» Task statement: Determine how many lines in the items below contain the string "plant", and give only that number.

» Material for the task:
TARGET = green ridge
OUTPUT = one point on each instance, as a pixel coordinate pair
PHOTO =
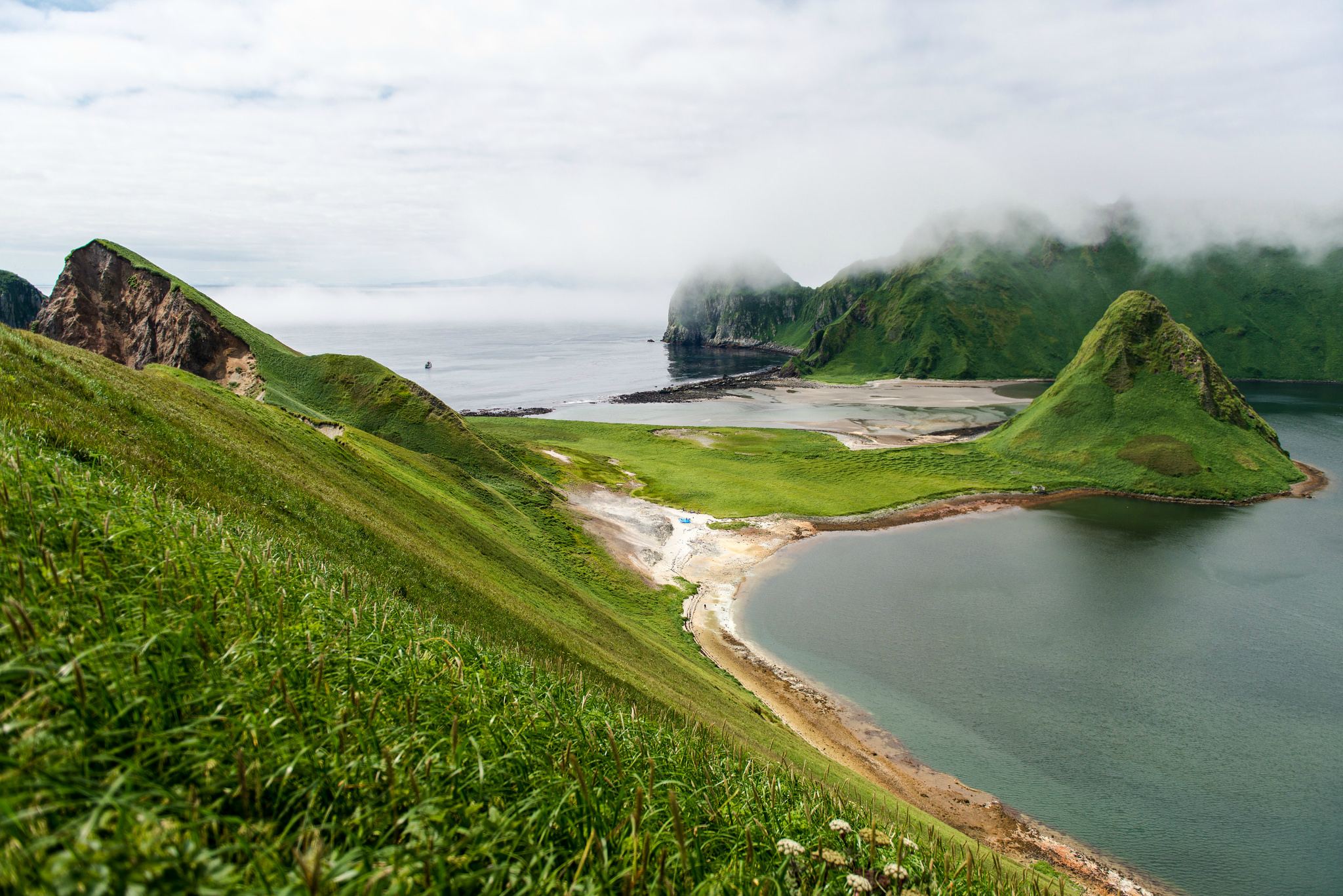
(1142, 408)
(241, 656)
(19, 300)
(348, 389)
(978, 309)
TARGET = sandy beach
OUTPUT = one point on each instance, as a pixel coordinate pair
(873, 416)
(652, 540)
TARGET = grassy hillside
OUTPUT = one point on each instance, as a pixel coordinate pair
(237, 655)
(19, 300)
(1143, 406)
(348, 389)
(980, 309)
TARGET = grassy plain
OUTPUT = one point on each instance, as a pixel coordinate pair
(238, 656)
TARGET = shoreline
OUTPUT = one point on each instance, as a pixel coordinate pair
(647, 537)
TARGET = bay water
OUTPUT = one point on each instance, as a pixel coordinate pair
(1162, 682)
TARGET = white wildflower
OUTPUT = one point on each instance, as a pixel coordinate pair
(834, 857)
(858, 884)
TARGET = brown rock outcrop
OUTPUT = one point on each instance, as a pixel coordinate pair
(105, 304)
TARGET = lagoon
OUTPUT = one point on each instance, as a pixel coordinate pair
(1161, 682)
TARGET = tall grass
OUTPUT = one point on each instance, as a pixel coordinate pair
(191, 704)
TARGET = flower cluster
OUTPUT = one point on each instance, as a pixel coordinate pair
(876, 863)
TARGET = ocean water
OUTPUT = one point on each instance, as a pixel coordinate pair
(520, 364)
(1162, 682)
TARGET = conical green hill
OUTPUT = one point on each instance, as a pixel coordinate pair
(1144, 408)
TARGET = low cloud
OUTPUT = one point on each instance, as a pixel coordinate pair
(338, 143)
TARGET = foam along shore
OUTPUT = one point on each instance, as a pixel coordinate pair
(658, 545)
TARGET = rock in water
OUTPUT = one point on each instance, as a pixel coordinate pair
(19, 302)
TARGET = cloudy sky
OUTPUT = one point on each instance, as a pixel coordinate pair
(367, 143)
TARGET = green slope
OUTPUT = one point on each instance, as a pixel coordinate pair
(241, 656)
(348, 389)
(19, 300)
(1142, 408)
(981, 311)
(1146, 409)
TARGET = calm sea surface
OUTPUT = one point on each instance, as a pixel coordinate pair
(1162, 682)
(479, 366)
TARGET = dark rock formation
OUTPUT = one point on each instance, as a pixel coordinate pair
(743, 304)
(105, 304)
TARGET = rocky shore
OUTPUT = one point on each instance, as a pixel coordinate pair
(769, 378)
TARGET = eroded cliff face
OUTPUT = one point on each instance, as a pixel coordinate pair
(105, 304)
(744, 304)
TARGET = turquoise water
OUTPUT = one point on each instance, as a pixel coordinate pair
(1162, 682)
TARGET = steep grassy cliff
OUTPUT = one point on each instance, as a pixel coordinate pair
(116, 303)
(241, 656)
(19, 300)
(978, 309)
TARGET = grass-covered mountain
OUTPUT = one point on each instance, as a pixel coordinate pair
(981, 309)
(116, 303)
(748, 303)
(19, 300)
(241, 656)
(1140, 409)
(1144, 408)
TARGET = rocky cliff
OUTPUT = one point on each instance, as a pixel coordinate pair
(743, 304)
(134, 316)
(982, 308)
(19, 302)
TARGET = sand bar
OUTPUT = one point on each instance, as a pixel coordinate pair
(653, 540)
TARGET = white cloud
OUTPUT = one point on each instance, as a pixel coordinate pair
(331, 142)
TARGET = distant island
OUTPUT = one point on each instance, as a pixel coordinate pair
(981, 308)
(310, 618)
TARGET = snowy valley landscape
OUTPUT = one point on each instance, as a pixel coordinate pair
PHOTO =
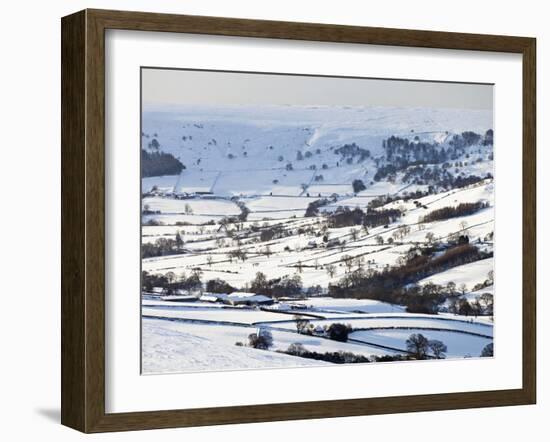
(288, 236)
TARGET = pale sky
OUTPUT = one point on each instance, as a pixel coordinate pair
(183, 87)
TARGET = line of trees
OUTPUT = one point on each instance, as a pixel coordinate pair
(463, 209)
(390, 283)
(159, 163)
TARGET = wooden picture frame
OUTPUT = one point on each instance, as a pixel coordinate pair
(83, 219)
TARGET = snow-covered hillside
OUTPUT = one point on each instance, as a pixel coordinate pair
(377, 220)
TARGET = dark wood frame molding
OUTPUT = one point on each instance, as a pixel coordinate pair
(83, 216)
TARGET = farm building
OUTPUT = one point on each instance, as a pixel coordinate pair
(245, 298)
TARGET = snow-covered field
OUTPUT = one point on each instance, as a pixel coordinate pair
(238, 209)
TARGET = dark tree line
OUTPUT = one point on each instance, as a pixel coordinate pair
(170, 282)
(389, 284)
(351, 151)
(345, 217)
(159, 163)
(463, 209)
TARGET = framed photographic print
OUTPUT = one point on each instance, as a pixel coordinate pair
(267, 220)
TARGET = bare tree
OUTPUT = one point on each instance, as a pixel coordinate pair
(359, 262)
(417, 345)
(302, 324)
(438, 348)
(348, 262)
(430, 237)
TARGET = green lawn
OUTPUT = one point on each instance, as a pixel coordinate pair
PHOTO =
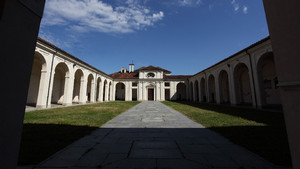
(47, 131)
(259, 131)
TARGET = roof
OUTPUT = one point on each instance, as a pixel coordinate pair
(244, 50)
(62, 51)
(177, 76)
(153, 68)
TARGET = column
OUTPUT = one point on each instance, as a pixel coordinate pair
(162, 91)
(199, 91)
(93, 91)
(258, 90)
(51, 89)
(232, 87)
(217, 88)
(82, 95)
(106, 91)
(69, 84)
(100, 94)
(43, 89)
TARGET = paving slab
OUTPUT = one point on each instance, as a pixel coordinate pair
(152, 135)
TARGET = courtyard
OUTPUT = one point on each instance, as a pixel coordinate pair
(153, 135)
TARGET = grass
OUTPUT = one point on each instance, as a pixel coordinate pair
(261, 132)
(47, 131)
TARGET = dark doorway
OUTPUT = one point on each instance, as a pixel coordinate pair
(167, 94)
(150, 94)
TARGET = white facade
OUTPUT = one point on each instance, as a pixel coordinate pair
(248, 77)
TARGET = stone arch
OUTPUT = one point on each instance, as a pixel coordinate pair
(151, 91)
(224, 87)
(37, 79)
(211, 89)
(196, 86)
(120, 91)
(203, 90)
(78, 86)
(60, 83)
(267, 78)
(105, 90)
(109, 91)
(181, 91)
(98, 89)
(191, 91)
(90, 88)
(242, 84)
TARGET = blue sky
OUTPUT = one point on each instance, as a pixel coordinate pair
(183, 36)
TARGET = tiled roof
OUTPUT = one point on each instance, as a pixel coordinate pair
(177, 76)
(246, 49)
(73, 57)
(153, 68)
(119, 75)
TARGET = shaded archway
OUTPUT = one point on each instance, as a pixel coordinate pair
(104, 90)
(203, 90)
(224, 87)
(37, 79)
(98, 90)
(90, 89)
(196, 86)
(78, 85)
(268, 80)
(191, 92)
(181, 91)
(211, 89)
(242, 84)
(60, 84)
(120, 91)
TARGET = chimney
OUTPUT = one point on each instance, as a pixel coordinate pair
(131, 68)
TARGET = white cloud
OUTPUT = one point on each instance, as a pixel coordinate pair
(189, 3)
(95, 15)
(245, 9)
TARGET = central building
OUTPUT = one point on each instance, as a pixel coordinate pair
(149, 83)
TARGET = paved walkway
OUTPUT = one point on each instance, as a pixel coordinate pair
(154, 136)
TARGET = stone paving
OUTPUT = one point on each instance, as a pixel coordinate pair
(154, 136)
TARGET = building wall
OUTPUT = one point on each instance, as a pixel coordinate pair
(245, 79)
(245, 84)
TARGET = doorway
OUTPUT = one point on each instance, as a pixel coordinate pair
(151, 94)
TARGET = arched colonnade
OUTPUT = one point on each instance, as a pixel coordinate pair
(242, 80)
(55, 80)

...

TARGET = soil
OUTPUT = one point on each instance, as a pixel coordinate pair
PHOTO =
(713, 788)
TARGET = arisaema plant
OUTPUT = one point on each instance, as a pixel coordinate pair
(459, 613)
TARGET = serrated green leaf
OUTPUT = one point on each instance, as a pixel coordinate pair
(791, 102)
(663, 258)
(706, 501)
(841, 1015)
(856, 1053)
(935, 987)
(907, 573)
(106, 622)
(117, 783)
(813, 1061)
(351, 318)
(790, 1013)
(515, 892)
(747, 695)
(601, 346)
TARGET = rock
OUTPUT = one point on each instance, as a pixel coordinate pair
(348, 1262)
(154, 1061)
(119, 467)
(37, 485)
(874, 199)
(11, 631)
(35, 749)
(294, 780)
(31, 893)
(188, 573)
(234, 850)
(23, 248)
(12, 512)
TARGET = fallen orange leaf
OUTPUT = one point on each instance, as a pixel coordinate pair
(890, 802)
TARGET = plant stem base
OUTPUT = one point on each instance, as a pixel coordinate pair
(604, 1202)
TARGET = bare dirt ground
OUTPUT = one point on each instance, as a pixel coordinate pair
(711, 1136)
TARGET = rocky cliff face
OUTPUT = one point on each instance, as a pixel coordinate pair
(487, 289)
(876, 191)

...

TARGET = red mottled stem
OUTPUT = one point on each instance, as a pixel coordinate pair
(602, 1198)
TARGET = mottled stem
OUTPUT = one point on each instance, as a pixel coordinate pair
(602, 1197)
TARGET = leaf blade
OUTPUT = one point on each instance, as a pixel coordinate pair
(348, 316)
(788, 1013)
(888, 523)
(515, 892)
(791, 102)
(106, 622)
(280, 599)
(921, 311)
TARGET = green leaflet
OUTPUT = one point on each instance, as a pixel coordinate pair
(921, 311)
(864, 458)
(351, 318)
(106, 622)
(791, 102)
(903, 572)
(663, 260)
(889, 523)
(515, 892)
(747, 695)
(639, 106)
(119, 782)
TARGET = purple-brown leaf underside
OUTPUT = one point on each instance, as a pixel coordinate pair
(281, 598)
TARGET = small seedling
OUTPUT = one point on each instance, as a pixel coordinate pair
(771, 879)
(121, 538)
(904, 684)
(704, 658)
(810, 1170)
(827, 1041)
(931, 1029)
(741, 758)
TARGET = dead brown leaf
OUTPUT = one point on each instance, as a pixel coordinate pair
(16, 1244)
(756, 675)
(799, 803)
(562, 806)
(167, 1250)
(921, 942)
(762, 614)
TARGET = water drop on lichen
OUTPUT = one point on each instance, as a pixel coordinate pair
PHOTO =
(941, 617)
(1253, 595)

» The output: 2